:: Extract to read

The neighborhood of Southwark around Bethel Burying Ground would ring out every day with the cry of “Sweep-oh!” Usually from the “shrill piercing voice” of a soot-covered child as he advertised the services of a chimney sweep. His life was hard and sometimes fatal. The smaller and younger was all the better for the master sweep to force and prod the youngster past the flue and fire shelf that were situated right above the hearth. If the child survived into adolescence he would be at a high risk of dying from lung diseases or “Chimney-sweep Cancer.”*
The children entered into the trade from the workhouse and almshouses or were bartered into a seven-year “apprenticeship” by their parents. Richard Allen started his chimney sweep business in 1789, before his calling to the ministry, and as a master sweep proved to be a hard taskmaster. Richard S. Newman documents this in detail in his biography of Allen, “Freedom’s Prophet.” Allen maintained numerous indentured servants that were given the title “apprentice” in return for their back-breaking labors. Not all complied with their master’s demands, as there were runaways and a formal complaint against the future preacher’s management style. However, it was only one of the few ways open to Black men to make them rich. White men did not want to do the sweep’s job and there was a constant demand to have the thousands of chimneys kept safe from fire. According to Newman, Allen professed to his indentured servants that hard work was the quickest way a Black person could “uplift” their status in the white community.
At one point Mr. John Davis, a Black entrepreneur, “employed 28 youngers, indentured from the Guardians of the Poor, out of a headquarters in an alley off Walnut Street.” (William Dorsey’sPhiladelphia & Ours by Roger Lane, p. 115.)
*Chimney Sweeps’ carcinoma was a form of skin cancer affecting the scrotum. Its name derives from the fact that it was first noted occurring among chimney sweeps – young men in their late teens and early twenties who had worked with soot for most of their lives. The disease was first identified in 1775 and if left untreated, the warts developed into a deadly scrotal cancer. The only treatment at the time was the cutting out the diseased body parts. (Proceedings of the Pathological Society of Philadelphia, vol. 15-22, p. 22.)
For further reading on the subject see Philadelphia History, Volume II, 92-93 (published by the City History Society of Philadelphia, 1916).

::::

- Set of tasks -
[A] Answer the following from the passage on chimney sweeps:
(i) In what year did Richard Allen start his chimney sweep business?
(ii) In what year was chimney sweeps' carcinoma first identified?
(iii) Where was the headquarters from which John Davis employed his workers located?
[B] Render this sentence from the passage on chimney sweeps into Spanish: "White men did not want to do the sweep's job and there was a constant demand to have the thousands of chimneys kept safe from fire."
[C] Write out the passage on chimney sweeps from "At one point" up to and including "15-22, p. 22.)".
Rely solely on the passage on chimney sweeps.

:: Raw data

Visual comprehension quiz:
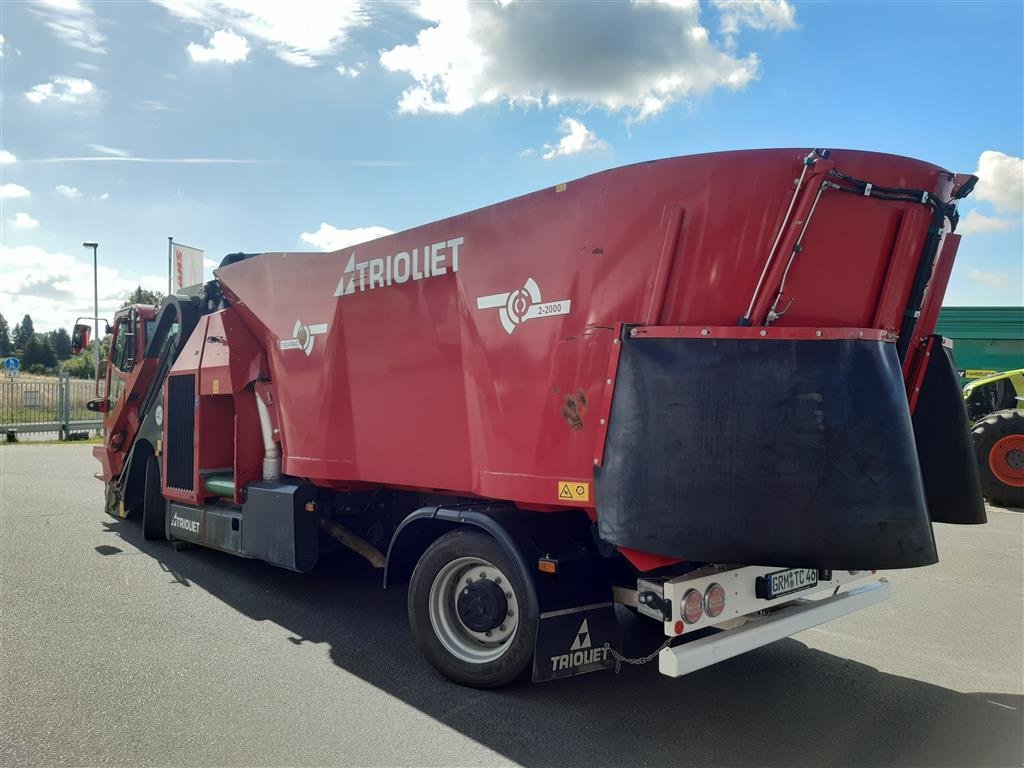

::::

- Answers for this exercise -
[A]
(i) 1789
(ii) 1775
(iii) In an alley off Walnut Street

[B] Los hombres blancos no querían hacer el trabajo de deshollinador y había una demanda constante de mantener los miles de chimeneas a salvo del fuego.

[C]
At one point Mr. John Davis, a Black entrepreneur, “employed 28 youngers, indentured from the Guardians of the Poor, out of a headquarters in an alley off Walnut Street.” (William Dorsey’sPhiladelphia & Ours by Roger Lane, p. 115.)
*Chimney Sweeps’ carcinoma was a form of skin cancer affecting the scrotum. Its name derives from the fact that it was first noted occurring among chimney sweeps – young men in their late teens and early twenties who had worked with soot for most of their lives. The disease was first identified in 1775 and if left untreated, the warts developed into a deadly scrotal cancer. The only treatment at the time was the cutting out the diseased body parts. (Proceedings of the Pathological Society of Philadelphia, vol. 15-22, p. 22.)